-- GIVEN PASSAGE --
· · · ·

Elshamy has now been imprisoned for more than 38 weeks and has lost a third of his body weight during his hunger strike.

The doctor reviewing his test results told Al Jazeera: “He has started to have impaired liver and kidney function… All of these can cause big problems for him. This means that his organs are in danger."

Elshamy has been detained in Tora prison, Cairo, after being arrested last August while reporting on a police raid on a sit-in in support of the country's Islamist president, Mohamed Morsi.

Three more Al Jazeera journalists – Peter Greste, Mohammed Fahmy and Baher Mohammed – have been held in the Tora prison for 135 days.

A Times editorial today called for Elshamy's release along with his fellow Al Jazeera journalists.

It said: “The imprisonment of the journalists shows how the law has been corrupted. There is nothing in the way of evidence, and it seems quite likely that the arrests were the result of a misunderstanding.

“Seven court hearings against three of the journalists have produced absolutely nothing to substantiate the charges…

It added: “The Egyptian courts and government need to free the journalists before they become a symbol of a counter-revolution gone wrong. The administration cannot simply assert that it is less extreme than the Muslim Brotherhood after its tainted period in power. It has to prove it.”

Last month Al Jazeera filed a legal action against the state of Egypt. Lawyers for the Qatari-owned broadcaster told the government in Cairo that they would be seeking $150m (nearly £90m) in compensation after the broadcasters operations were shut down in the country.

Last week, Elshamy wrote from his prison cell about his hunger strike and predicted that "victory is imminent". He said: "I believe that I am walking a path that will make the future better than the past. I am a story being written…it will be a happy one indeed.

Here is an extract:

On Tuesday night, May 5th, while I was spending my birthday sleeping, two prison guards came to my cell and asked me to accompany them to meet the officer in-charge at nine o'clock.

This was rather strange but later I found out that the prison authorities had received a message from the Minister's Assistant for Prison Affairs, inquiring about my health situation.

This was followed by a visit by the same person in the morning of Wednesday, 6th May.

There was apparent confusion.  He was trying to convince me to put an end to my hunger strike, saying that it was " a sin " one time , or that " Egypt needed me " another time.  So I replied: "Egypt needs me to be in prison?".

· · · ·

Dataset rows on where objects appear:
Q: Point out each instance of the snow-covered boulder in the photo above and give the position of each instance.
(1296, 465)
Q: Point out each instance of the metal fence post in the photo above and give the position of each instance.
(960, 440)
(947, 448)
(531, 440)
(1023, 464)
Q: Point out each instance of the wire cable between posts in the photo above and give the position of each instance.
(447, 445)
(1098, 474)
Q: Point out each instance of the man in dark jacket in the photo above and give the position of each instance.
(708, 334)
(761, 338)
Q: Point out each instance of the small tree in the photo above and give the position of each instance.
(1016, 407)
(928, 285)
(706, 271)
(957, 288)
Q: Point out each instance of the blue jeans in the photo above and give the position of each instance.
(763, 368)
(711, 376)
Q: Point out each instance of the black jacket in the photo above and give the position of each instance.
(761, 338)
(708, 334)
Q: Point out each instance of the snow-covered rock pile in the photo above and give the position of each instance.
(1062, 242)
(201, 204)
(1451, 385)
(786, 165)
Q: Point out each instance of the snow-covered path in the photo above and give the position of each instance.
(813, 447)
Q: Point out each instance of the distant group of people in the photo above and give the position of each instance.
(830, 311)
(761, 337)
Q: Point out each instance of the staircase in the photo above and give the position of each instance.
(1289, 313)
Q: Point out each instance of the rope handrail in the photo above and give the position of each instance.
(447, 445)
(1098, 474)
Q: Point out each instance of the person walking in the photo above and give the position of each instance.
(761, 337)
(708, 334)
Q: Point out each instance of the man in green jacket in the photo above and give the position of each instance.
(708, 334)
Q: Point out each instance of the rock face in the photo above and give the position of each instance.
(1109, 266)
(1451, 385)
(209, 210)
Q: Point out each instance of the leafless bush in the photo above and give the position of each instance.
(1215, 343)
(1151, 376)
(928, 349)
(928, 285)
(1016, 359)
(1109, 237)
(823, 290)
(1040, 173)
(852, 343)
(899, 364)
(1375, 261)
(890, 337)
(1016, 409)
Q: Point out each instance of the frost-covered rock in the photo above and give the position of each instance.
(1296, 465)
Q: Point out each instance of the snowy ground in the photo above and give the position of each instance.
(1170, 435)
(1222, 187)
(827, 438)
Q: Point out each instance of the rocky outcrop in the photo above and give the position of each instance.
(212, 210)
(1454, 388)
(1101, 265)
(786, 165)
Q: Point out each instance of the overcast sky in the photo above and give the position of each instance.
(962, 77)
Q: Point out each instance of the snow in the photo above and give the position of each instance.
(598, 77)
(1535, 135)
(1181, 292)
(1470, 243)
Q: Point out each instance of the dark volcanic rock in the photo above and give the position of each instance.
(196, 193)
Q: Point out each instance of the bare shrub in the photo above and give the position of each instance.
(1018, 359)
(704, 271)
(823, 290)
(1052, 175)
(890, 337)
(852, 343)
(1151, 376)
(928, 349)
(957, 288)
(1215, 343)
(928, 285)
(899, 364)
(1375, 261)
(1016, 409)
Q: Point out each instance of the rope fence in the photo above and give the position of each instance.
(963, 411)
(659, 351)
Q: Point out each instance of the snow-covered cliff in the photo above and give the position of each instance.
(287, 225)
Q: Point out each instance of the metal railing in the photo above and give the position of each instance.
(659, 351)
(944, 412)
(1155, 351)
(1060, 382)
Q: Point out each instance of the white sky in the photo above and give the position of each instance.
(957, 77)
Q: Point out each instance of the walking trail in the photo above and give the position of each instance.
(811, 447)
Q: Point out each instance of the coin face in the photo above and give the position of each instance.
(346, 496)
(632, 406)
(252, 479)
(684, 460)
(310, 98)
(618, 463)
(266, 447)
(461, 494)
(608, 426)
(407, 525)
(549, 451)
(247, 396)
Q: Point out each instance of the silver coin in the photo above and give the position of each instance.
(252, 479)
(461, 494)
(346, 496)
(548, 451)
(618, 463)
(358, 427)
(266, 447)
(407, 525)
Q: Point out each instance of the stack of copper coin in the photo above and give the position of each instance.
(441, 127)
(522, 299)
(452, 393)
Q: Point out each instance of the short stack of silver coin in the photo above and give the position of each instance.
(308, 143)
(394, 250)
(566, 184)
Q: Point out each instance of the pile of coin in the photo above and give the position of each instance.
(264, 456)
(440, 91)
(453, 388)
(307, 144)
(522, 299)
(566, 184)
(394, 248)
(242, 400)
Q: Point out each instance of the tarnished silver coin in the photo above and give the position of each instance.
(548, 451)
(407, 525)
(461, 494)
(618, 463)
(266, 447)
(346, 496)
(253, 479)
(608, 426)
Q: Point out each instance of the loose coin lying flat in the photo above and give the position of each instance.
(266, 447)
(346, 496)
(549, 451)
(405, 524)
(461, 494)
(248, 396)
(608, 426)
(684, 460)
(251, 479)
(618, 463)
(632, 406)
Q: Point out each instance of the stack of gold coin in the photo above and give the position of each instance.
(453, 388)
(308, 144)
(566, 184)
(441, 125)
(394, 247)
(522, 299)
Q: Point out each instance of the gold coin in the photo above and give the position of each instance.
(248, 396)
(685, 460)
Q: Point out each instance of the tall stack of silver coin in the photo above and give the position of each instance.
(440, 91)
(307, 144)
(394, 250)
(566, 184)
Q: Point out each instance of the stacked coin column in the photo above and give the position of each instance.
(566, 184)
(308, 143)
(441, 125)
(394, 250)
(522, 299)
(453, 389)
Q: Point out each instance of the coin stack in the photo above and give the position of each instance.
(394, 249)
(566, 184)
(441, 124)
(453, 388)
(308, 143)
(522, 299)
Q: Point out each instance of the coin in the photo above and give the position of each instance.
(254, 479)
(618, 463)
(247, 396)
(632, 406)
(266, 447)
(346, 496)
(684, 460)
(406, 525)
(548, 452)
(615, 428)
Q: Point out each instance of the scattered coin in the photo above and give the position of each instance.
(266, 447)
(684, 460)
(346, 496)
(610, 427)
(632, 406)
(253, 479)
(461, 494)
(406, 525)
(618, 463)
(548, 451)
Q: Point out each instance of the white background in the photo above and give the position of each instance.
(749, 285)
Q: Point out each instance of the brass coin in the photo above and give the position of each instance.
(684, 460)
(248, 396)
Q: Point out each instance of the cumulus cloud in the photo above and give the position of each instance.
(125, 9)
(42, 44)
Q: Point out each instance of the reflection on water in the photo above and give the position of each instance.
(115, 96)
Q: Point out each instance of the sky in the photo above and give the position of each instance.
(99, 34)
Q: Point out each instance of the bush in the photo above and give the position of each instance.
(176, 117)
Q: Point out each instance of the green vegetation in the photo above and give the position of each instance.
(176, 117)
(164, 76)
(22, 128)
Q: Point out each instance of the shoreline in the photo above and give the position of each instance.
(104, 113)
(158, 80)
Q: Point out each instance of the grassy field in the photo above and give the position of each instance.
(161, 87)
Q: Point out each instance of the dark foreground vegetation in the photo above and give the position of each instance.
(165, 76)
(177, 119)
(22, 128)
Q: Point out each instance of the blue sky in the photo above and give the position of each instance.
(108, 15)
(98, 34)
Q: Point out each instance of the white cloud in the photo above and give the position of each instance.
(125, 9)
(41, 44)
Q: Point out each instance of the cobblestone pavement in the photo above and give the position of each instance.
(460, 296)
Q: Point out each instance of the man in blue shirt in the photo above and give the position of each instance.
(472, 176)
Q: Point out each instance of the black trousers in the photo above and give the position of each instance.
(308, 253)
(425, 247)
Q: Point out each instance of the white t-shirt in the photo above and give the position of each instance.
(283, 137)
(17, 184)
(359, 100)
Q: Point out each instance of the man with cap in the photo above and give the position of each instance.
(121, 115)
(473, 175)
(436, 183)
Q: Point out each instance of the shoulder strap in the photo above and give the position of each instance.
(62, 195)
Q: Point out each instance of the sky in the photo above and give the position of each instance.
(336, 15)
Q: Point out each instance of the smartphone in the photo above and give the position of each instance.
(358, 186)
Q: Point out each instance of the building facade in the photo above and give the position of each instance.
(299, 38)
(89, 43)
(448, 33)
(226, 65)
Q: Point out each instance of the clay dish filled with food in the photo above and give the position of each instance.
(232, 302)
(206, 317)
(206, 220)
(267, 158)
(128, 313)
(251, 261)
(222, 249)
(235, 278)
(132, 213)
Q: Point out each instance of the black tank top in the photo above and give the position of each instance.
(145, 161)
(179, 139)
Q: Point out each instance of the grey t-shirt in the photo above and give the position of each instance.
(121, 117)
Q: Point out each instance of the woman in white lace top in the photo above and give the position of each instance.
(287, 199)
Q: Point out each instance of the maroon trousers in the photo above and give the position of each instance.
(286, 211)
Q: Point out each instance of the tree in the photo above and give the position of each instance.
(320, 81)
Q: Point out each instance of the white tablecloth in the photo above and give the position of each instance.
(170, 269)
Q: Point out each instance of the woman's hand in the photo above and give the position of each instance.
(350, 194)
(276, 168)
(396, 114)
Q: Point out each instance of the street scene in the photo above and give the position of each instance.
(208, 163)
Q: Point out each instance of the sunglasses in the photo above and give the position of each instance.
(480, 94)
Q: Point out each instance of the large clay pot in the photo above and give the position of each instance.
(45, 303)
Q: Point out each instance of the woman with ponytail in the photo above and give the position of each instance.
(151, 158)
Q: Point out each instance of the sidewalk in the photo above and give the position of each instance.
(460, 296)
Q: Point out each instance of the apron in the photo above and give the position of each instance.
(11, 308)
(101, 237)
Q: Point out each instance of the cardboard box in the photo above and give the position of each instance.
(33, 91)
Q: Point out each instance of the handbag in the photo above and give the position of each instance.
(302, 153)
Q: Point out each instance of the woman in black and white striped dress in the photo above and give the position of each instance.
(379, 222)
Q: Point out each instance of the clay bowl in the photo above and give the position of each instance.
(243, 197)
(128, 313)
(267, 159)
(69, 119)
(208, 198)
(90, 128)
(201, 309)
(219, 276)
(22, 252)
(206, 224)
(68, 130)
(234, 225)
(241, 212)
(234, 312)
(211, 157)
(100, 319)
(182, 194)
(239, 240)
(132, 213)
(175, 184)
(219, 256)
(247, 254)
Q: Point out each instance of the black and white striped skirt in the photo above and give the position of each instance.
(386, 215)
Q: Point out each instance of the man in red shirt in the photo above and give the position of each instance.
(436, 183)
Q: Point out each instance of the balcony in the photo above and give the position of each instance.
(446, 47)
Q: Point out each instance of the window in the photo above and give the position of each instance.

· · · ·

Summarize the news excerpt at the top of the page in two sentences.

-- ANSWER --
Elshamy, an Al Jazeera journalist held in Cairo's Tora prison since his arrest last August while reporting on a police raid on a pro-Morsi sit-in, has lost a third of his body weight on hunger strike, and a doctor says his organs are in danger. A Times editorial called for his release along with three other jailed Al Jazeera journalists, Al Jazeera has filed a legal action seeking $150m from Egypt over the shutdown of its operations there, and Elshamy wrote from prison that "victory is imminent."